▶ _Exercise objective_: Copy the items word for word, starting with the line containing "the orange painted" and continuing through the end of the items.
— Begin Data shown —
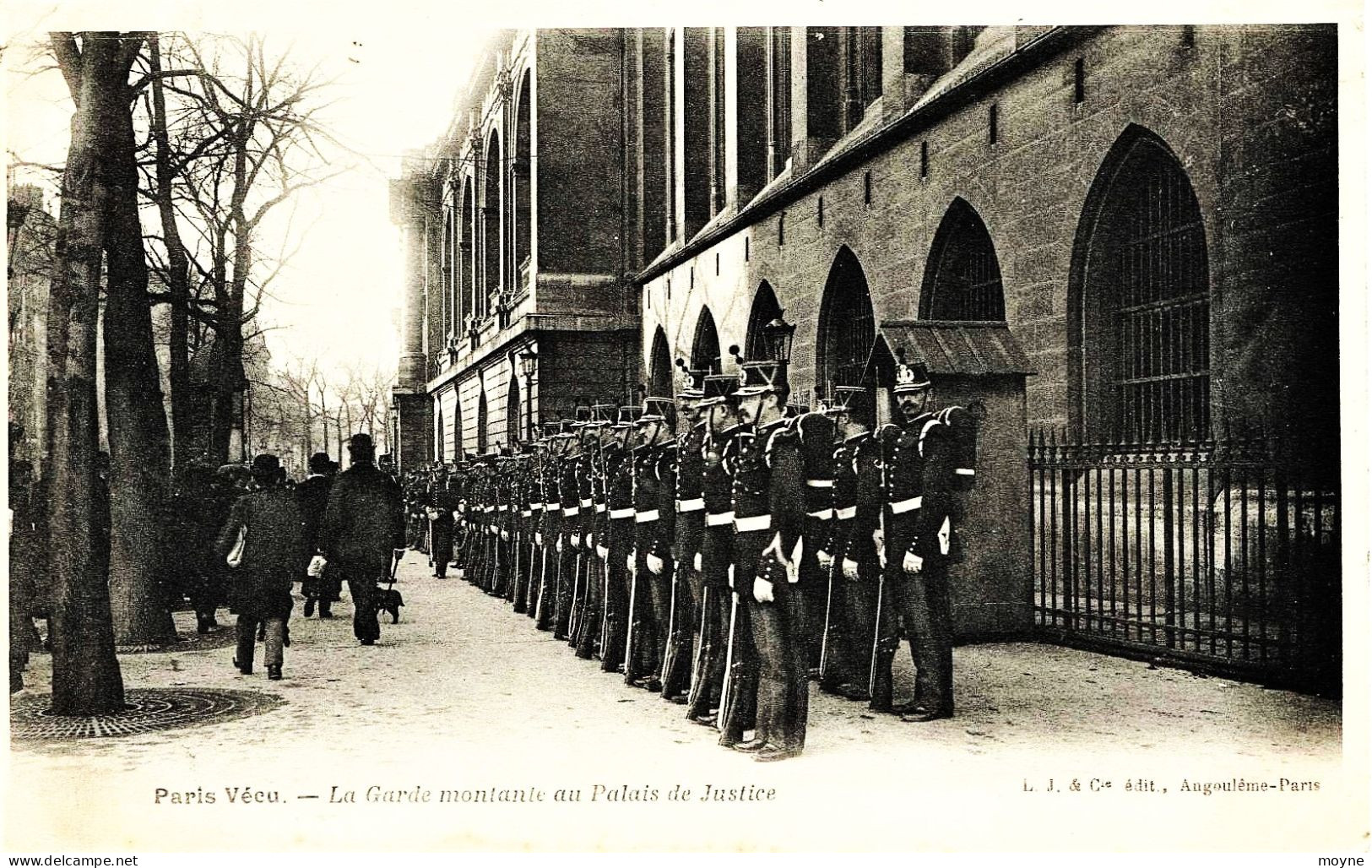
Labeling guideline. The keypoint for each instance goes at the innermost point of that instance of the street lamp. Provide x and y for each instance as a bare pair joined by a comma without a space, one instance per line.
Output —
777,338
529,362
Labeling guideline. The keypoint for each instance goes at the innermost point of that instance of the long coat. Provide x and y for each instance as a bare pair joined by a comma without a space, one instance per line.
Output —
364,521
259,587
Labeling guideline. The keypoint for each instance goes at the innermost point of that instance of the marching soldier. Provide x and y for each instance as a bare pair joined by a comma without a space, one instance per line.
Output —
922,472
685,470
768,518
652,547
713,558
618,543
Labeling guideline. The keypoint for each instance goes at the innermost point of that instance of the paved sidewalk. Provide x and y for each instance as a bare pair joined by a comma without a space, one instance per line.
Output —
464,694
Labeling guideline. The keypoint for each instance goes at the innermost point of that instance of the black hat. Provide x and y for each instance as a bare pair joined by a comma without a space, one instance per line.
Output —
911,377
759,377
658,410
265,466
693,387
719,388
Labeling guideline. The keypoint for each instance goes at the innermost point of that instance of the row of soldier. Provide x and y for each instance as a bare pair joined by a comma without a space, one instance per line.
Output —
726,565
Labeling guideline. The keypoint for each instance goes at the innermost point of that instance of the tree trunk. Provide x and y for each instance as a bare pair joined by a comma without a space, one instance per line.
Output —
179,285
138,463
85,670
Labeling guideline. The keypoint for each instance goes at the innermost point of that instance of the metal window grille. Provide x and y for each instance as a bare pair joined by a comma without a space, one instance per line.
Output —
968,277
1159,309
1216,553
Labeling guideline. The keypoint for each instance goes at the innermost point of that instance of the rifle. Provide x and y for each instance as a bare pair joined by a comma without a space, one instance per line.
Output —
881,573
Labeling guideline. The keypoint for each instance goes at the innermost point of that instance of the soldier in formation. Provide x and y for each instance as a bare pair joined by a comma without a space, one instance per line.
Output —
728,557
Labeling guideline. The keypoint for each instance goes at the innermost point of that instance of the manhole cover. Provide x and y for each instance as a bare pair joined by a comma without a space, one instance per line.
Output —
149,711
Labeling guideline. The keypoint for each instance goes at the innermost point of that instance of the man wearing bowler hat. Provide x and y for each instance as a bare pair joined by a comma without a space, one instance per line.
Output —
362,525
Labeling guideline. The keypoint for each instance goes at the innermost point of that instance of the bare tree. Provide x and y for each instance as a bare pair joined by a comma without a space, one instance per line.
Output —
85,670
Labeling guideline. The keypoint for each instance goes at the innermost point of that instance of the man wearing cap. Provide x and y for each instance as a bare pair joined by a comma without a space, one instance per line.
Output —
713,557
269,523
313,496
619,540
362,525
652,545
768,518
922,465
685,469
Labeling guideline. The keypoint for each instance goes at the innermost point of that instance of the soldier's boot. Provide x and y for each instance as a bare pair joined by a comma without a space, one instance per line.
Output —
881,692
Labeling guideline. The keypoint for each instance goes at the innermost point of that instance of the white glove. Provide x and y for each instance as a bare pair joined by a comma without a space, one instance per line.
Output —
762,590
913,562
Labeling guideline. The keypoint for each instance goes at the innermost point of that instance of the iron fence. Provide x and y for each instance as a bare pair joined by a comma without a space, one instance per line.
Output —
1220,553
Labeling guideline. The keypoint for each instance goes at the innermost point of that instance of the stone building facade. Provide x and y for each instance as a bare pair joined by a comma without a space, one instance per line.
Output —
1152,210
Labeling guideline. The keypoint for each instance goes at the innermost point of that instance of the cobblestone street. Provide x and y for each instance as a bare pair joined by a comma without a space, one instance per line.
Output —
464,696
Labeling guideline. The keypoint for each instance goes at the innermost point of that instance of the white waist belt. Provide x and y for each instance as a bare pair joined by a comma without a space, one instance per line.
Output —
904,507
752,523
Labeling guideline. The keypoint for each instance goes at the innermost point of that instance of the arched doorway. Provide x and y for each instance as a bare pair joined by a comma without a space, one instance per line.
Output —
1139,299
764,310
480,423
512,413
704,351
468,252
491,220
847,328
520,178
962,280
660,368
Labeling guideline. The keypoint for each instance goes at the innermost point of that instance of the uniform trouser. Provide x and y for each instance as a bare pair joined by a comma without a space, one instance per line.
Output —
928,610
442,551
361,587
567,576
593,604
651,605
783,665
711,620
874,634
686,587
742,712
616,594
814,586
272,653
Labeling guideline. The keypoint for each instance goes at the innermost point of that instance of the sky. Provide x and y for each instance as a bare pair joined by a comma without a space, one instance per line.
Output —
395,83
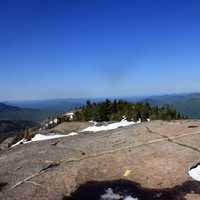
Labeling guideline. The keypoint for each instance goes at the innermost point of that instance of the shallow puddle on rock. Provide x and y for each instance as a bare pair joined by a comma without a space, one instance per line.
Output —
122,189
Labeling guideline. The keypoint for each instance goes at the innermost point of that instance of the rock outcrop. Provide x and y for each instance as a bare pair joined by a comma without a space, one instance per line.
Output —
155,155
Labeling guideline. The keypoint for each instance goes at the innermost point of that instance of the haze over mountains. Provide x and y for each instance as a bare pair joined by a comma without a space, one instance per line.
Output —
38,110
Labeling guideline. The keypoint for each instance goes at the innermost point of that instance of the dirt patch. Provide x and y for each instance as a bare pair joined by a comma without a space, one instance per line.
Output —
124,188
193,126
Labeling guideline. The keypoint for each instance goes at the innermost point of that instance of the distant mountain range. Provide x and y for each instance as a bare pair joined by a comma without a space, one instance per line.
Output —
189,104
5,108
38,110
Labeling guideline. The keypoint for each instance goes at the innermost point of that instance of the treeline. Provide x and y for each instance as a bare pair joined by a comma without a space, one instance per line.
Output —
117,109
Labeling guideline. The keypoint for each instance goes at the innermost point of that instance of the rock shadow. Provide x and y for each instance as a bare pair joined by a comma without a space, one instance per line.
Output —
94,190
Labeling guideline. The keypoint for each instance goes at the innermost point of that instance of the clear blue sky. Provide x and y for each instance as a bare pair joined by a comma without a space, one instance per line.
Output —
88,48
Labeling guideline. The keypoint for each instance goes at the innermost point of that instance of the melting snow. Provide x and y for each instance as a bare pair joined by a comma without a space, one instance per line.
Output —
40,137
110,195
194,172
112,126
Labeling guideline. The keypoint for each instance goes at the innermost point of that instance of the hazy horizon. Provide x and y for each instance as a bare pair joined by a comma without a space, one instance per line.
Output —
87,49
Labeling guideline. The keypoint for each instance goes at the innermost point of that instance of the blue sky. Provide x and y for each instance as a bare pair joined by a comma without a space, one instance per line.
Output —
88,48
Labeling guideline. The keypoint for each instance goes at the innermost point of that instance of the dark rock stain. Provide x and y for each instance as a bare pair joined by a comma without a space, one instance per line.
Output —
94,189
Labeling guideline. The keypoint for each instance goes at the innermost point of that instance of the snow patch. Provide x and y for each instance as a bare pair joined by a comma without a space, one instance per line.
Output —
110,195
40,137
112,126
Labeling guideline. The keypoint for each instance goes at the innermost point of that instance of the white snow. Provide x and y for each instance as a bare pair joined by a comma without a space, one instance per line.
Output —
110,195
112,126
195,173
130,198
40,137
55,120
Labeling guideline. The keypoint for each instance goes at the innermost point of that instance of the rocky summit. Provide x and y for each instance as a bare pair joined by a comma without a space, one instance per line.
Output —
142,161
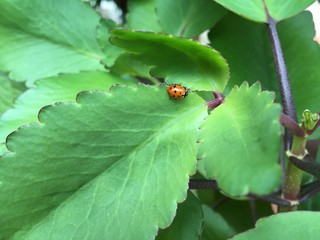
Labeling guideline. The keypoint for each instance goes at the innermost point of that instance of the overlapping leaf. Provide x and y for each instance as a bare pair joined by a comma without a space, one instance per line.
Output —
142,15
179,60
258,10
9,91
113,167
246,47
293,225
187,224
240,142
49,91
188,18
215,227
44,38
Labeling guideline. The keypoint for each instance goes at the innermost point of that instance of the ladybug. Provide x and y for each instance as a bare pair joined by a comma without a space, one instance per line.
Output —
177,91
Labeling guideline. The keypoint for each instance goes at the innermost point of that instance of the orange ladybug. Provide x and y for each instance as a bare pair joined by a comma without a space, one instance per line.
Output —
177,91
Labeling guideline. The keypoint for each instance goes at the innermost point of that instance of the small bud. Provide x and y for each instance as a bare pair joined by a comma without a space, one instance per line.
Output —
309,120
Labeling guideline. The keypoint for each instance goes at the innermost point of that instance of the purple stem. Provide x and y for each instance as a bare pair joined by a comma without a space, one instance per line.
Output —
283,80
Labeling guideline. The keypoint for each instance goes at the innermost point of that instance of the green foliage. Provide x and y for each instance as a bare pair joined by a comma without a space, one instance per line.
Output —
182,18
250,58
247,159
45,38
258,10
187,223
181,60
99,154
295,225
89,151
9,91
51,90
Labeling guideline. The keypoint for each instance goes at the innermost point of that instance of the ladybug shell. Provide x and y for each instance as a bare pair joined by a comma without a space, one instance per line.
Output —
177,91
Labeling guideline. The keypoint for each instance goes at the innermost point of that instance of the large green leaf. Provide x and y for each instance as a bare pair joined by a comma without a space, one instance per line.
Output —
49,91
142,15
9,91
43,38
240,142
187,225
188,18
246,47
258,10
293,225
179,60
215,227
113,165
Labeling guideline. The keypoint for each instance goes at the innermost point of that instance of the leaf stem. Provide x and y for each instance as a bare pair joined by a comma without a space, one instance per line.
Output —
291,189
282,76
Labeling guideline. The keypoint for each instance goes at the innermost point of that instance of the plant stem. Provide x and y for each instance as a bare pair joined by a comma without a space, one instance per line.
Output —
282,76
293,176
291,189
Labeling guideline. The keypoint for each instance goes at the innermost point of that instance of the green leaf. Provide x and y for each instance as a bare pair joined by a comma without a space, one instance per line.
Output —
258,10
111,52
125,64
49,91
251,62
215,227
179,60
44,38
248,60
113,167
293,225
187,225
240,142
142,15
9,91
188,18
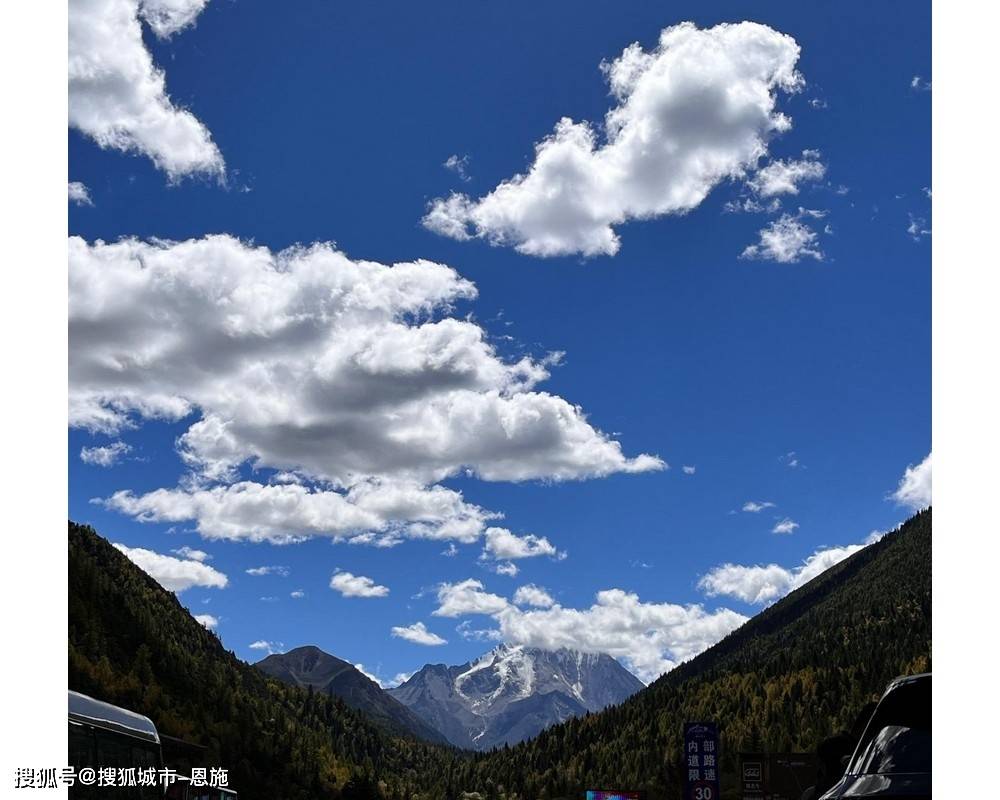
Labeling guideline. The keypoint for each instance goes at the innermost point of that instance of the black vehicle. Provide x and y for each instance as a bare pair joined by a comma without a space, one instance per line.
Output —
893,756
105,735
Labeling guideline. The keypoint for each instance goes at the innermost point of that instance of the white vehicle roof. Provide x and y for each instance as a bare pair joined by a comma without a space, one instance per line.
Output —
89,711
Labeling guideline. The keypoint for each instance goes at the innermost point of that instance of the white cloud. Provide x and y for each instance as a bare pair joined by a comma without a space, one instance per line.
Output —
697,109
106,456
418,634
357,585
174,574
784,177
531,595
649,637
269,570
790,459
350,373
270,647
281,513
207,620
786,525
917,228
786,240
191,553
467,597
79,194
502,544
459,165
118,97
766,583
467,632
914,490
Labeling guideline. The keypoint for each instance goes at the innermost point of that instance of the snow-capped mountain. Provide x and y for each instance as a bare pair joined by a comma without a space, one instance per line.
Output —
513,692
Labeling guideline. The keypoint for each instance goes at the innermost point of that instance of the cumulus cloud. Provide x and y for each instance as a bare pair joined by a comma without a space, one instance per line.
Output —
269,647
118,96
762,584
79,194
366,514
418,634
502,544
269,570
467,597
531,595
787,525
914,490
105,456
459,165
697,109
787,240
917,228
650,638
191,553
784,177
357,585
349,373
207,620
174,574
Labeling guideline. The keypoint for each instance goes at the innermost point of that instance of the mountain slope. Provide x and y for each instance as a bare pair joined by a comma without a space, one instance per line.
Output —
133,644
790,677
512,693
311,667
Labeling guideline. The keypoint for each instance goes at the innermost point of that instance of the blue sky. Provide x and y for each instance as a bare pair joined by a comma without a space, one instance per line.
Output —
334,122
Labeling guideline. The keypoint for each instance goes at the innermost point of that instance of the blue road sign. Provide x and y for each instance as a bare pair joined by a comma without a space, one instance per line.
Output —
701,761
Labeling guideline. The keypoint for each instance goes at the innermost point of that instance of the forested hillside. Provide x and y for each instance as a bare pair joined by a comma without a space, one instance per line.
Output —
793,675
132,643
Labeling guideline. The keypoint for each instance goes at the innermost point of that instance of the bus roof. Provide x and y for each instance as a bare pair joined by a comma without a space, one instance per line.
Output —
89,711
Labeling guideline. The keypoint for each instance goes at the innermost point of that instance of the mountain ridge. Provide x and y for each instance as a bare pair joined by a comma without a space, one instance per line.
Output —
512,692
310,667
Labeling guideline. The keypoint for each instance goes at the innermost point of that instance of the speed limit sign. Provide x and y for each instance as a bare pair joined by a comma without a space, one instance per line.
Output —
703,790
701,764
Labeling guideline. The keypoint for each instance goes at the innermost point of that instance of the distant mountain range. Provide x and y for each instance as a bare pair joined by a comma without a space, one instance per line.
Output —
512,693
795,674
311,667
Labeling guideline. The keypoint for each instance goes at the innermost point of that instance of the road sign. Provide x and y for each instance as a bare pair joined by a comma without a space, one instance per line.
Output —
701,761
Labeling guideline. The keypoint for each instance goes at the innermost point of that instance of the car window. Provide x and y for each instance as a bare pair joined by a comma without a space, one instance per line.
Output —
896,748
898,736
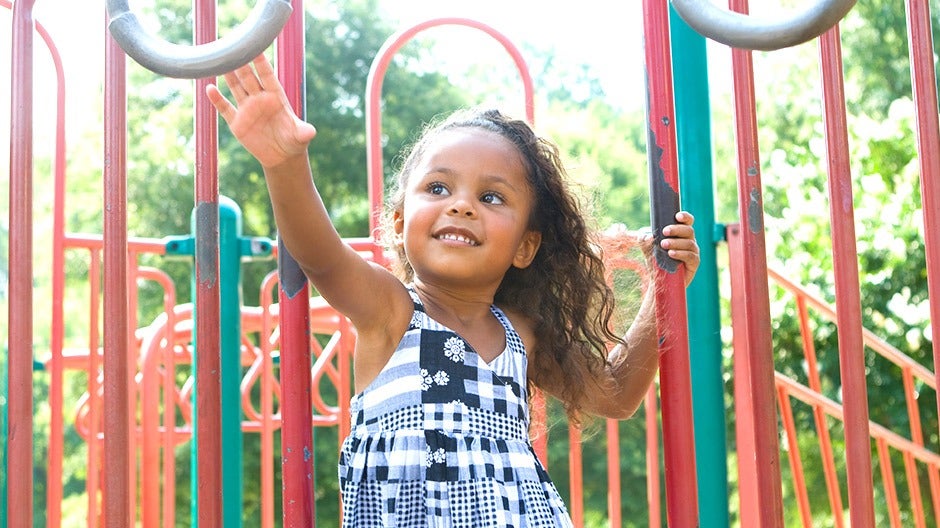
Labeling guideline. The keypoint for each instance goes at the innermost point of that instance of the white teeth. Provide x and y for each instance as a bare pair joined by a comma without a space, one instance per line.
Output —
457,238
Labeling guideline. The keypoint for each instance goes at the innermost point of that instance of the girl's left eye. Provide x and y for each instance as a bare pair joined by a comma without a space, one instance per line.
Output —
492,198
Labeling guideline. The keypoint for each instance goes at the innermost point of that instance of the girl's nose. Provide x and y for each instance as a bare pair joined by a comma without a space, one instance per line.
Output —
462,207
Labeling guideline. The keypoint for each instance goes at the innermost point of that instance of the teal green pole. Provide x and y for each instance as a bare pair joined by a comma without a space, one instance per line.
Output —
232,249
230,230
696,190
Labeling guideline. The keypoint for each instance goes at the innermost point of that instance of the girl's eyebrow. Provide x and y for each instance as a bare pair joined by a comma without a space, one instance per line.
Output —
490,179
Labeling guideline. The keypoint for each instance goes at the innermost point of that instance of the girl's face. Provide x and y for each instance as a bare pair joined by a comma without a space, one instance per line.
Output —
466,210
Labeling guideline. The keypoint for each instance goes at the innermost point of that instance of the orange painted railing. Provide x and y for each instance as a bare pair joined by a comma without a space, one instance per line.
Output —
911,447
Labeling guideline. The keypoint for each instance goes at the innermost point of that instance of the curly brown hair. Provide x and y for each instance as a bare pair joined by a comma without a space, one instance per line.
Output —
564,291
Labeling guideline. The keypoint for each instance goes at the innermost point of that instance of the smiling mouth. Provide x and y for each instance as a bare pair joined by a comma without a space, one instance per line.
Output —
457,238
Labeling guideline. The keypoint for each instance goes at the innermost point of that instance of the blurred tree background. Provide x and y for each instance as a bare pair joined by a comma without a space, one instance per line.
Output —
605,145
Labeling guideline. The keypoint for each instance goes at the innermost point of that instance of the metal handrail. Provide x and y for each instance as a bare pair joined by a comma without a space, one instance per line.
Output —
— End Data shown —
▶ _In response_:
Labeling guideline. The keypoint for each instance goes at the innermost point of that instance of the orange painted railing. Provide x and y for each instance as a bare pair joined by a comma without a space, one instance per line.
Output —
911,447
Labeling guideline. The keypoint for each instance goes at the innermost point of that instance of the curly brown hair. Provide x and y for each instance as a bare pair joined by a comma without a space, one instance per line.
Output —
564,291
Labeling guideline. The keypoint for each instance goes at the innermost point of that instance of the smiling mouth. Provide x and y for each instance as a bare pair joined by a comma without a space, one instance per line.
Output —
457,238
Labeling guideline. The keypoint for each instance goes at the innermost point of that instance of the blurred tree background. Provide x and y for each instance as a bare pair joined by a comma without a space, one instance per line.
Output —
605,145
Labeling guideline. The keypoint for each instance goes at the innermost point of that instance of the metal handrail. Provide x and y for each instance as a bare pair joined by a comma without a space, one instance per line.
Output —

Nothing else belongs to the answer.